*** Block opens ***
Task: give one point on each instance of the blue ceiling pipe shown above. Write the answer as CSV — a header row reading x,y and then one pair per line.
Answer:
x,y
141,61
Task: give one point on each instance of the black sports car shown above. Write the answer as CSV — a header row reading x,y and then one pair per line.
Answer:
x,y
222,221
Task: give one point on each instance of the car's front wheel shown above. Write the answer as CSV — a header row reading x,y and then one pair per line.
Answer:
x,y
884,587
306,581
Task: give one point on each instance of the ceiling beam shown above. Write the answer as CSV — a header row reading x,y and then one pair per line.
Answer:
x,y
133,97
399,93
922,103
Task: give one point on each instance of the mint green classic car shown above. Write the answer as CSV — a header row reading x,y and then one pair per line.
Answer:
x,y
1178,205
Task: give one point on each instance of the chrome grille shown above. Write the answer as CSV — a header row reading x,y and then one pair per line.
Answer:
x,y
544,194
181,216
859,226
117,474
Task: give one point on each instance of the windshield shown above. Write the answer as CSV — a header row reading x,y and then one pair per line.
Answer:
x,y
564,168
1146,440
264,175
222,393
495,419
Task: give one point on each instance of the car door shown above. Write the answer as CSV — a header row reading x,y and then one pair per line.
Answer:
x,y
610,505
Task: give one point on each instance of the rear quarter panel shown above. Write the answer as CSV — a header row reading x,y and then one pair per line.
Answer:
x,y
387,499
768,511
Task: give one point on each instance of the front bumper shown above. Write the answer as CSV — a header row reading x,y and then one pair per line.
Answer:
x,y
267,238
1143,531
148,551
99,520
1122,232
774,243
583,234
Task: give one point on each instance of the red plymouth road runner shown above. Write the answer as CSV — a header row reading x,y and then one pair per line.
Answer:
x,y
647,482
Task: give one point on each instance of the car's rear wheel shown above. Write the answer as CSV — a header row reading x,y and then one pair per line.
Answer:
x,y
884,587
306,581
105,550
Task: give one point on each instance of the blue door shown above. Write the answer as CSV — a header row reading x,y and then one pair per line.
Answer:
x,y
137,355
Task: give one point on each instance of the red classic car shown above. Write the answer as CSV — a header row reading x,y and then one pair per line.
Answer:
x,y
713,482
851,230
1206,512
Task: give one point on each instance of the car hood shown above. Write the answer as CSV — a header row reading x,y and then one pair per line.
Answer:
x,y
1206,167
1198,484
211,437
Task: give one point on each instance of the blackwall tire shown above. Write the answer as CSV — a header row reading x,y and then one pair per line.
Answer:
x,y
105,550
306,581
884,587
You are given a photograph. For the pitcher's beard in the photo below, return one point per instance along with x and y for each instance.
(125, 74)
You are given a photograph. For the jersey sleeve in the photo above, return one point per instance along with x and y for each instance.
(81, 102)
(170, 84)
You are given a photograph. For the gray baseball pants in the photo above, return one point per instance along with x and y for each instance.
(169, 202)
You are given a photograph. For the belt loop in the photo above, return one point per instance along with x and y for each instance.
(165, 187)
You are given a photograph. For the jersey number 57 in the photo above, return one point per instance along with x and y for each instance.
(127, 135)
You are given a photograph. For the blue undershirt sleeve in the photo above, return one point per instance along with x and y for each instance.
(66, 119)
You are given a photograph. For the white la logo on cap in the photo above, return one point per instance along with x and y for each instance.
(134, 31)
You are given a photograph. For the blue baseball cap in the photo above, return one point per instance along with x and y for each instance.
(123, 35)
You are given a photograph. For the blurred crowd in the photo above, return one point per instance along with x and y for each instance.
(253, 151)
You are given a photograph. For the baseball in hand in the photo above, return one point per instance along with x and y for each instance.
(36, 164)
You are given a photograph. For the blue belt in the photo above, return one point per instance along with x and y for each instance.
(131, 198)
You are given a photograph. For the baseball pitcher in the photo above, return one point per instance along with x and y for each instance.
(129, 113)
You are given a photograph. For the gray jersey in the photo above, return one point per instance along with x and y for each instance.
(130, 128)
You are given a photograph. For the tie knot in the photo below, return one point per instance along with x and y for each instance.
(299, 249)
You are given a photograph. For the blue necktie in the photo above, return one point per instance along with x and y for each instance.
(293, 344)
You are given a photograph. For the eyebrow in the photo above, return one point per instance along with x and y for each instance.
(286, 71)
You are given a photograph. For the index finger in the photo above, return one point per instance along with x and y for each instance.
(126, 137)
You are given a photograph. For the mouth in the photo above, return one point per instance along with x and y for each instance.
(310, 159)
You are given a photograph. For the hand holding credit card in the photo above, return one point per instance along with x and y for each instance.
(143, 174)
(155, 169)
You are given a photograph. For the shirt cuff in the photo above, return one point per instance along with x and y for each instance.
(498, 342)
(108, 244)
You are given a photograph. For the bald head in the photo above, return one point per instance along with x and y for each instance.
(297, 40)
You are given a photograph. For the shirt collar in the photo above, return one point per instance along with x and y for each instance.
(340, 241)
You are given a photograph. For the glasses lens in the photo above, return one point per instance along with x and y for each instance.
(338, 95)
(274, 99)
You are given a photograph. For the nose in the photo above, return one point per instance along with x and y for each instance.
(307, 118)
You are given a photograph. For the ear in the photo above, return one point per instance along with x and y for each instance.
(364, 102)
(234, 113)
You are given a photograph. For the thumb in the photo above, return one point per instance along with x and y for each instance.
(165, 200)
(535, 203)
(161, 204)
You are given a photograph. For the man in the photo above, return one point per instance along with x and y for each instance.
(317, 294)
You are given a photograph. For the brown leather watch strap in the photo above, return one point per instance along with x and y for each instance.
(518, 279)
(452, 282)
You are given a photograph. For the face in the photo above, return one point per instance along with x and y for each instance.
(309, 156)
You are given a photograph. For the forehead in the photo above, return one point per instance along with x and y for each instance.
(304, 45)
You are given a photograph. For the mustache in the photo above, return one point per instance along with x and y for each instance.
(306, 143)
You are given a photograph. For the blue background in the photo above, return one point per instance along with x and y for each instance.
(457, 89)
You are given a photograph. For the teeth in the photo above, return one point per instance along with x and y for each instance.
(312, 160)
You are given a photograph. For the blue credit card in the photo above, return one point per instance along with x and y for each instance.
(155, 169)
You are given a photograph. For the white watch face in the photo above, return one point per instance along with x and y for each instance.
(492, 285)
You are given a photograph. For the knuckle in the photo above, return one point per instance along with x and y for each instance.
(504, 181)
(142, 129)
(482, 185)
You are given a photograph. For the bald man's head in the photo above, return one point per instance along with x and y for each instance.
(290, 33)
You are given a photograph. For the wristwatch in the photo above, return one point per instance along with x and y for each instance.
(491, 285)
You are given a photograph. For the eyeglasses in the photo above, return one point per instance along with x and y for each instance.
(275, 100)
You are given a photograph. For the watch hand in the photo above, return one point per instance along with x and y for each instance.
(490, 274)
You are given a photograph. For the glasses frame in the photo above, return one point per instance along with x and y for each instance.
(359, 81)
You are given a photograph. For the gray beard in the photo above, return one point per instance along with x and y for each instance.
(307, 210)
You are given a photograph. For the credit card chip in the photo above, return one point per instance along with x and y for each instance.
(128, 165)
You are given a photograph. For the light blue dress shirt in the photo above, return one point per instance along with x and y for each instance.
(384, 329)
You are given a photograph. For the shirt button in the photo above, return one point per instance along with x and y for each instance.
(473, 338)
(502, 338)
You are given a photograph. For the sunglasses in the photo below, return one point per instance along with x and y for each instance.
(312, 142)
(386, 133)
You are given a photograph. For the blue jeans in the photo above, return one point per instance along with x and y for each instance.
*** Block closes ***
> _WHAT THIS TASK INVOLVES_
Repeat the material in full. Nothing may differ.

> _SOLUTION_
Task: give one point on each instance of the blue ceiling pipe shown above. Write the answer as CSV — a header row reading x,y and then one pair per line.
Answer:
x,y
141,61
Task: give one point on each instance of the black sports car shown above. Write the answer as CSV — a header row reading x,y and then one pair per line.
Answer:
x,y
222,221
Task: give one point on each instance of the car's front wheel shown above. Write the answer as CSV — a header row reading x,y and then one pair per line.
Answer:
x,y
884,587
306,581
Task: give one point on each instance of the ceiling beam shown above. Write the answer as CSV — a header row reading x,y and then one pair per line.
Answer:
x,y
133,97
399,93
922,103
Task: give one point on each instance of the mint green classic car shown above. Write the answer as CSV — a header row reading x,y and then one pair per line.
Answer:
x,y
1178,205
Task: give one point on each instance of the chrome grille shown above. Write the answer as CSV — a header row reading x,y and then one pair per line.
Answer:
x,y
544,194
181,216
859,226
117,474
Task: give one point on each instance of the windshield shown above. Write the answer as CSV — a header row reading x,y and then one pair per line.
Answer:
x,y
564,168
1146,440
264,175
222,393
495,419
Task: give one point on each instance of the car door shown above. Write the answer as CSV — a header row reading x,y and then one pair per line.
Answer:
x,y
610,505
Task: give one point on each instance of the rear quarter panel shown above. Write the answer as CSV — a header row reading x,y and then one pair per line.
Answer:
x,y
387,499
768,511
Task: give one point on each instance of the front bumper shown above. Write the answer as CSV — a header row reading x,y and then one pair per line.
Answer:
x,y
267,238
1143,531
148,551
99,520
1122,232
774,243
583,234
Task: give one point on each instance of the red plymouth road runner shown above. Write the answer as CSV — a header row reading x,y and then one pair per line.
Answer:
x,y
647,482
Task: give one point on each instance of the car's rear wheel shown above. Write the answer as CSV — a header row reading x,y and then one pair per line.
Answer:
x,y
884,587
306,581
105,550
Task: give one point on each instance of the blue door shown above. Write the answer as CSV — a header row reading x,y and then one pair per line.
Answer:
x,y
137,355
Task: give one point on each instance of the red classic car shown above. Write the answer as CSV — a header row reading x,y and then one pair per line.
Answer:
x,y
713,482
851,230
1206,512
Task: give one point on each instance of the car hood shown above. Write the answer as CSV — a header row reading x,y and then one pair per line.
Answer:
x,y
1206,167
1198,484
211,437
Task: give one point on each instance of the blackwall tire shown above. Write the answer as CSV — a header row reading x,y and then one pair per line.
Answer:
x,y
105,550
306,581
884,587
You are given a photograph. For the pitcher's beard in the photo below, return one point per instance along with x and y for each instance.
(125, 74)
You are given a photograph. For the jersey sleeve in the photo above, return one point per instance along with x and y for each instance.
(81, 102)
(170, 84)
You are given a photograph. For the gray baseball pants in the photo above, return one point per instance along with x and y for each instance.
(169, 202)
You are given a photograph. For the belt loop in the photo above, return one point per instance along with x and y for each instance.
(165, 187)
You are given a photograph. For the jersey number 57 in the photo above, return one point per instance along with x and y for each instance.
(127, 135)
You are given a photograph. For the blue undershirt sleeve in the photo above, return one point per instance along with x and y for each instance.
(66, 119)
You are given a photograph. For the white la logo on cap in the photo above, return one point per instance along with x and y for each instance.
(134, 31)
You are given a photograph. For the blue baseball cap in the photo above, return one point per instance along with x and y for each instance.
(123, 35)
You are given a photograph. For the blurred crowd in the photo above, return one point per instance along with x and y for each instance.
(253, 151)
You are given a photograph. For the baseball in hand in the photo above, return one point per instance along with x and y for each instance.
(36, 164)
You are given a photograph. For the blue belt in the photo above, return one point per instance along with x and y for each instance.
(131, 198)
You are given a photograph. For the baseball pitcher in the photo above, return one point per instance along with x and y for each instance.
(129, 113)
You are given a photograph. For the gray jersey in the photo above, return one point per instance along with x and y for each instance.
(130, 128)
You are given a photograph. For the tie knot in the photo below, return one point per instance along with x and y for each instance.
(299, 249)
You are given a photograph. For the blue necktie in the photo above, return one point per instance along with x and y for each instance.
(293, 344)
You are given a photograph. For the eyebrow in the photo above, return one point per instance along with x and y for each instance.
(286, 71)
You are given a photograph. For the index finger in the photo above, return one point per instance along with x and y for each instance.
(126, 137)
You are given a photograph. For the mouth in the photo above, return one point per instance along with x and y for each instance.
(310, 159)
You are given a photograph. For the hand holding credit card in the photo above, return one point per instance along with x and y for each instance.
(143, 174)
(155, 169)
You are given a photograph. For the shirt cuff in the photo above, return one point per instance along with x and y for each instance.
(498, 342)
(108, 244)
You are given a photograph. For the bald head in the photo above, return one point per instance along with x and y for each instance.
(297, 40)
You are given a photograph. For the shirt collar in the photo above, return one point per instance along with x and y for each instance.
(340, 241)
You are given a photograph. For the glasses lens in the photo above, return one point per instance along with x and y for each instance.
(338, 95)
(274, 99)
You are given a photograph. For the nose in the photo above, return one point per instance along with x and y for each instance.
(307, 118)
You are given a photograph. For the ear in the photo above, return one point per instance along with x and y for each instance.
(364, 102)
(234, 113)
You are given a photograph. For the thumb in the photo above, return one point per instance along with x and y for each instance.
(165, 200)
(535, 203)
(161, 204)
You are given a photograph. For the man in the photo above, return one point per instance along with x and y for each instance.
(317, 294)
You are given a photograph. For the brown leather watch strap in the photo above, return one point per instance along with x and y for each instance.
(518, 279)
(452, 282)
You are given a photograph. For the face in the photo above, return one point per instance along with x and y for each instance.
(309, 156)
You are given a photograph. For the forehead in the photo above, return one point per instance along with x and y for each instance.
(304, 45)
You are given a photograph. For the mustache in the photo above, return one point per instance along with x and y for each instance.
(306, 143)
You are given a photograph. For the blue background in the photo above, return one point per instance along with x and y for each instance.
(457, 89)
You are given a photograph. For the teeth in the photo above, return one point per instance along with x and y for each instance.
(312, 160)
You are given a photograph. For the blue credit card in the photo above, return one point per instance along with x and y for each instance.
(155, 169)
You are given a photograph. For the white watch face in the photo above, return one point per instance along with x and y for each instance.
(492, 285)
You are given a photograph. For the knuckle in the photo above, return one point per instance along with x and y for each instance.
(504, 181)
(142, 129)
(482, 185)
You are given a photograph. For the bald man's head in the photo above, return one point per instance along with x and y for each instance.
(290, 33)
You are given a photograph. For the wristwatch in the photo above, return one point per instance along with x and y for each instance.
(491, 285)
You are given a photograph. For the eyeglasses in the photo above, return one point per instance along with x and y for each instance.
(275, 100)
You are given a photograph. For the watch hand in the photo above, return one point per instance along with x and y for each instance.
(490, 274)
You are given a photograph. For the glasses frame in the photo above, return one point per instance along with x and y for each instance.
(359, 81)
You are given a photograph. For the gray beard in the photo above, return one point per instance along with x and y for each instance.
(307, 210)
You are given a photograph. For the credit card chip in the photo above, return one point per instance along with x and y for each instance.
(128, 165)
You are given a photograph. For the light blue dress shirt in the photo above, return one point per instance along with x and y for each instance.
(384, 329)
You are given a photograph. For the shirt button in the photo above, return one point per instance along with x and y for each instance.
(473, 338)
(502, 338)
You are given a photograph. For the sunglasses in the photo below, return one point per instance along with x and y for each instance.
(312, 142)
(386, 133)
You are given a photograph. For the blue jeans in the photo above, return one point per instance along with x and y for each instance.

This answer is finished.